- What is required: Rewrite the records below, changing every "pixel coordinate pair" to "pixel position" and leaving all other text as it stands.

- Materials provided:

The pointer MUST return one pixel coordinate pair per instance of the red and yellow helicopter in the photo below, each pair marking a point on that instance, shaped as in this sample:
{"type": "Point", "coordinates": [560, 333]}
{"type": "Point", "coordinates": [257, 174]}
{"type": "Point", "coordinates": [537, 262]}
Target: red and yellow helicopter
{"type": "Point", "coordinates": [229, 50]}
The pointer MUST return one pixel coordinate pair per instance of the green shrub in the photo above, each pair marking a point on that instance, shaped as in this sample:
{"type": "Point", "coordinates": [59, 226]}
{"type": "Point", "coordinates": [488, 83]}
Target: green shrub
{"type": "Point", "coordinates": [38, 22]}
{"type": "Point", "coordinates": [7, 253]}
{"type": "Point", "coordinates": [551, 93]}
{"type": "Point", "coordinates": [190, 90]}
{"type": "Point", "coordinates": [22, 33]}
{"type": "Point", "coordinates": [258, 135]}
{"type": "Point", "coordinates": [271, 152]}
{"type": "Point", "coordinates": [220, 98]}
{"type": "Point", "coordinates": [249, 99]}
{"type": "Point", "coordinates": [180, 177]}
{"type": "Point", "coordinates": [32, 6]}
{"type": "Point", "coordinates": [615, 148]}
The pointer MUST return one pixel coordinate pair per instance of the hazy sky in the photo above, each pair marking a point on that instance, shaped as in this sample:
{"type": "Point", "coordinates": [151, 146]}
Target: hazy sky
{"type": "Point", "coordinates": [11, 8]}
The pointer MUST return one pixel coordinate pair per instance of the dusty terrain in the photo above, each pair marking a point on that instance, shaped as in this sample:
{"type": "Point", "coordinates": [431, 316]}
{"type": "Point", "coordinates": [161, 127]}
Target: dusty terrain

- Complete output:
The pointer MUST return one pixel position per instance of the red and yellow helicopter in the photo below, each pair marking a point on that instance, shaped as in this sample:
{"type": "Point", "coordinates": [560, 333]}
{"type": "Point", "coordinates": [257, 174]}
{"type": "Point", "coordinates": [537, 262]}
Target: red and yellow helicopter
{"type": "Point", "coordinates": [229, 50]}
The pointer MUST return one pixel position per instance of the green shrub in the photo above, each pair marking a point on that instance, shaped as in this sample:
{"type": "Point", "coordinates": [59, 226]}
{"type": "Point", "coordinates": [488, 83]}
Target: green shrub
{"type": "Point", "coordinates": [38, 22]}
{"type": "Point", "coordinates": [7, 253]}
{"type": "Point", "coordinates": [551, 93]}
{"type": "Point", "coordinates": [190, 90]}
{"type": "Point", "coordinates": [22, 33]}
{"type": "Point", "coordinates": [258, 135]}
{"type": "Point", "coordinates": [271, 152]}
{"type": "Point", "coordinates": [220, 98]}
{"type": "Point", "coordinates": [249, 99]}
{"type": "Point", "coordinates": [180, 177]}
{"type": "Point", "coordinates": [32, 6]}
{"type": "Point", "coordinates": [615, 148]}
The pointer MUST return one pixel position per instance of the hazy sky in the photo above, each pair marking a point on that instance, shaped as in this sample:
{"type": "Point", "coordinates": [151, 146]}
Target: hazy sky
{"type": "Point", "coordinates": [11, 8]}
The pointer MUST return one pixel position per instance of the dusty terrain in the photo above, each pair marking a point on that instance, shaped as in this sample:
{"type": "Point", "coordinates": [431, 316]}
{"type": "Point", "coordinates": [161, 127]}
Target: dusty terrain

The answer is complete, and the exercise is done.